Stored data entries
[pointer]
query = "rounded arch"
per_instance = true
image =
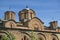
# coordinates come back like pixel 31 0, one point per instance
pixel 41 36
pixel 25 36
pixel 6 34
pixel 54 37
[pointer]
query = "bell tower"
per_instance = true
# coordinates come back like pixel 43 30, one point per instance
pixel 26 14
pixel 9 15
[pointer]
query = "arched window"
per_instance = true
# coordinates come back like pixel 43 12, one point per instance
pixel 54 37
pixel 25 38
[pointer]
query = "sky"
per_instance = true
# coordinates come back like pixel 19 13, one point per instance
pixel 46 10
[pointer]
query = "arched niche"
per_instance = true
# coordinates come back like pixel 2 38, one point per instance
pixel 41 36
pixel 25 36
pixel 54 37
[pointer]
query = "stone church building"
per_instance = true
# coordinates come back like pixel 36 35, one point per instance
pixel 28 22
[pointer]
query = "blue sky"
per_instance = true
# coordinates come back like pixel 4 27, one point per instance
pixel 46 10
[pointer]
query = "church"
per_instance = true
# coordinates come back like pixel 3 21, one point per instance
pixel 28 22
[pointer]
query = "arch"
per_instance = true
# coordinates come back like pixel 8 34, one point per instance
pixel 7 34
pixel 41 36
pixel 25 36
pixel 54 37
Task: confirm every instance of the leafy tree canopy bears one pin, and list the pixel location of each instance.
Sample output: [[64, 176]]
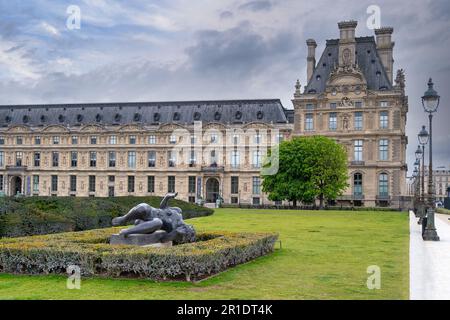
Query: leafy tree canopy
[[310, 168]]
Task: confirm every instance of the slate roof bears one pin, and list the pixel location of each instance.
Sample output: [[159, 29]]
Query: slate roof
[[367, 59], [182, 112]]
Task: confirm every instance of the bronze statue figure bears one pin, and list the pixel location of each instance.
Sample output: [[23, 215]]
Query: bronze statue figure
[[148, 220]]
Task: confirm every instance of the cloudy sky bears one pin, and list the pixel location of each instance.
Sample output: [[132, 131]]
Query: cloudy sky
[[158, 50]]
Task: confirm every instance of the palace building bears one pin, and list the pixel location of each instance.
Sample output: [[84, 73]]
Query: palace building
[[211, 149], [350, 96]]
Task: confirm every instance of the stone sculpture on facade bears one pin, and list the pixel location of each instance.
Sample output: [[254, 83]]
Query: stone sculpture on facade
[[152, 225]]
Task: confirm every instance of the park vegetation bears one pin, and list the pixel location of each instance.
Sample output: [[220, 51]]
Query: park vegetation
[[90, 250], [310, 169]]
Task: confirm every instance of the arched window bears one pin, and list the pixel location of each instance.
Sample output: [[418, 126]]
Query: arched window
[[357, 184], [383, 185]]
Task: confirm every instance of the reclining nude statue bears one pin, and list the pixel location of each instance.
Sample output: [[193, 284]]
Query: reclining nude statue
[[148, 220]]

■ PROBLEM ■
Pictures are to be left out while the lines from the beginning of the records through the line with "Sample output: [[64, 176]]" are copied word for word.

■ SOLVED EXERCISE ■
[pointer]
query = "rounded arch"
per_instance = true
image =
# coordinates come back like pixel 31 0, one point per instance
pixel 41 36
pixel 25 36
pixel 6 34
pixel 54 37
[pointer]
query = "bell tower"
per_instance = true
# coordinates come back like pixel 43 30, one point per instance
pixel 26 14
pixel 9 15
[pointer]
query = "arched window"
per_instance = true
# coordinates come back like pixel 43 12, one point per instance
pixel 54 37
pixel 25 38
[pointer]
query = "sky"
per_instance = true
# coordinates come back like pixel 19 13, one point per instance
pixel 46 10
[pointer]
query = "arched niche"
per_instance = true
# coordinates come back like pixel 2 38, one point per instance
pixel 41 36
pixel 25 36
pixel 54 37
[pointer]
query = "stone church building"
per_instance = true
# coordinates come back like pixel 36 35, one point per instance
pixel 28 22
[pointer]
query = "blue sky"
per_instance = true
# coordinates come back like pixel 4 27, one point per instance
pixel 46 10
[pointer]
query = "church"
per_instance = true
# coordinates come back like pixel 3 21, one point per instance
pixel 28 22
[pointer]
query = "arch"
per_instance = true
# coordinates come back like pixel 8 34, one point per instance
pixel 7 34
pixel 41 36
pixel 25 36
pixel 54 37
Task: confirm every instance of the leafy tree canopy bears one pin, and list the pixel location of each instance.
Sample output: [[64, 176]]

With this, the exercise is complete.